● **What to produce**:
Which lines below contain the string "snowy", with case counting? Show each of those lines in full.

(Records from a data collection)

□ □ □ □

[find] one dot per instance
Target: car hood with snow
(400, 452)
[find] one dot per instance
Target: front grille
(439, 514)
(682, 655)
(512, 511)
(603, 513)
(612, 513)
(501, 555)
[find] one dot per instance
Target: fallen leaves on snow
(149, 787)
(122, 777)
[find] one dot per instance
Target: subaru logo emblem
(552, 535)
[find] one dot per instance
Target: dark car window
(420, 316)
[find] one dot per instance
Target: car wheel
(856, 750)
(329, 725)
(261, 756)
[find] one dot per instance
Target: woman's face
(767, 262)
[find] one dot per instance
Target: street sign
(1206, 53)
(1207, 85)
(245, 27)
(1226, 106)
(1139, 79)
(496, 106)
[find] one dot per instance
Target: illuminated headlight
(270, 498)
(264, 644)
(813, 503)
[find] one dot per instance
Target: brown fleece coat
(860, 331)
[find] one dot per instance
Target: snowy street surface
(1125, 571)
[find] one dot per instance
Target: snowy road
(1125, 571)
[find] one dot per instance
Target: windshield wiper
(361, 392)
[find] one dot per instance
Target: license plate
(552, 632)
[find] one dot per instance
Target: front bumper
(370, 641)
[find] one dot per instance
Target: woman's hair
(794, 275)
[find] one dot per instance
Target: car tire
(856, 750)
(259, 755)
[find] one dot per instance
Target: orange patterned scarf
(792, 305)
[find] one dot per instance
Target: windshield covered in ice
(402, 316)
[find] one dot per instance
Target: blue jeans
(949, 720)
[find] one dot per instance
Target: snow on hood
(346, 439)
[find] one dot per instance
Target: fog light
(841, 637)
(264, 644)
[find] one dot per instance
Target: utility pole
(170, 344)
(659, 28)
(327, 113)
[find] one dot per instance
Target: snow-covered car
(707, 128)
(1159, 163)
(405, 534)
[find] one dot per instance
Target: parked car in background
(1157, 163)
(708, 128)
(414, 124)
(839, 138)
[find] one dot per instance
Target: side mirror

□ □ □ □

● **Correct answer**:
Target: snowy street surface
Target: snowy road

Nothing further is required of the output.